*Page extract*:
::::

Tips for cooking energy-boosting winter soup
SOUPS and stews are standard fare in winter but for Chinese, soup is very important food therapy. Traditional Cantonese energy-reinforcing soup (bao tang) is especially popular because it tastes good and boosts health.
Traditional Chinese medicine experts say making healthy soup is more than putting all the ingredients in a pot and boiling. The most effective absorption of therapeutic ingredients depends on careful selection of ingredients, selection of the container, level of heat, duration of cooking and the time of the day to drink soup.
TCM nutritionists offer a few tips.
Animal foods like chicken, duck, pork, beef and fish are all yang ("warm" energy) foods and are common ingredients in Cantonese reinforcing soup. Animals should be killed within three to five hours, since they provide the best nutrition that is easy to absorb, according to chef Li Guosen from The Eton Hotel Shanghai who prepares reinforcing soup for guests every winter.
Quickly boiling meat or fish first helps get rid of blood and excessive fat and keeps the soup clear; it should be skimmed.
Yam, turnip, kelp and lotus roots are recommended because they provide fiber and vitamins that are not damaged by high heat.

::::

*Information supplied*:
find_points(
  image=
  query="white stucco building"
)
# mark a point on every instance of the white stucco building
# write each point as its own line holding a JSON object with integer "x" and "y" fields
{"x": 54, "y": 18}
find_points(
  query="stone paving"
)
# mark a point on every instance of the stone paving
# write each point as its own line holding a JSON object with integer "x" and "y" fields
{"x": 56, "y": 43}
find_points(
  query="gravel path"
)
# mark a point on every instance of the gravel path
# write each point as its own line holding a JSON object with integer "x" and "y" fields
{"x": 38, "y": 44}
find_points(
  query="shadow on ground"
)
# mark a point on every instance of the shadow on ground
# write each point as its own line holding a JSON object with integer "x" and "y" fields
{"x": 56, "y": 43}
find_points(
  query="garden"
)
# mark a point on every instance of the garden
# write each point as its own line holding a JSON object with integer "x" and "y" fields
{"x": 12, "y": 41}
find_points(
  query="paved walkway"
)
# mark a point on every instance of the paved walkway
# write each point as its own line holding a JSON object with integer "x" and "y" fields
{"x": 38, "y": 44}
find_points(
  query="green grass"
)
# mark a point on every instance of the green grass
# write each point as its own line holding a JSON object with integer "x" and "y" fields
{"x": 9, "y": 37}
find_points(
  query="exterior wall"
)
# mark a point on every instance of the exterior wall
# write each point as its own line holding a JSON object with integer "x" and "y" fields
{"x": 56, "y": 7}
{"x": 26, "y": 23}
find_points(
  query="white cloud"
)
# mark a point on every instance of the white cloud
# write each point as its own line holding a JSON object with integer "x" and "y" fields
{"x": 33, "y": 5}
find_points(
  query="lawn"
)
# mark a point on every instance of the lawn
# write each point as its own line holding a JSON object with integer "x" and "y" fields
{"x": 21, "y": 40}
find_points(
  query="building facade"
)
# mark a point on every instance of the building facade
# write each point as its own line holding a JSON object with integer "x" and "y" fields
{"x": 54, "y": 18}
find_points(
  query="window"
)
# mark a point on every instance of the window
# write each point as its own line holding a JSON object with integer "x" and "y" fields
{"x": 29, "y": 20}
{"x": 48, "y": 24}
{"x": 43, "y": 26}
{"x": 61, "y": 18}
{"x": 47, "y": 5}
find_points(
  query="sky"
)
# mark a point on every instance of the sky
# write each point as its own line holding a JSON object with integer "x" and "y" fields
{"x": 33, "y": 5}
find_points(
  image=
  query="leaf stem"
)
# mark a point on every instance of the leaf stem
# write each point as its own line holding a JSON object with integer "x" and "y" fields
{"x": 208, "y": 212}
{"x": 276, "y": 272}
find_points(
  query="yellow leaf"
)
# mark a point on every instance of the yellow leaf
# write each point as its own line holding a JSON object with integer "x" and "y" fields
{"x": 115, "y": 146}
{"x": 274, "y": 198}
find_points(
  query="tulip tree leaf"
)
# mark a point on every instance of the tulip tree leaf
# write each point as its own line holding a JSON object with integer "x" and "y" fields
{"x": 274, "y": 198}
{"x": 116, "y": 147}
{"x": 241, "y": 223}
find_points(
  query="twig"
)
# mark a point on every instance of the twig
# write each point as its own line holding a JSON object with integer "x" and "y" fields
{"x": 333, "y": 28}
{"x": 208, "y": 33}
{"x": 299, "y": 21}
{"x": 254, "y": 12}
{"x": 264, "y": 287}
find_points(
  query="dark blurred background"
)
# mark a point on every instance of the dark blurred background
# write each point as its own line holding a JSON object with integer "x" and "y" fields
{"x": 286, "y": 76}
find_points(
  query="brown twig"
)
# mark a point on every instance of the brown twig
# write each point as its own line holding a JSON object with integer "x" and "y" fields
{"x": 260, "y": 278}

::::

*Task list*:
a – List the animal foods that the winter soup text calls yang foods.
b – According to the winter soup text, within how many hours should animals be killed for reinforcing soup?
Use only the winter soup text to complete the tasks; disregard the rows.

*Answers for each item*:
a – Chicken, duck, pork, beef, fish

b – Within three to five hours.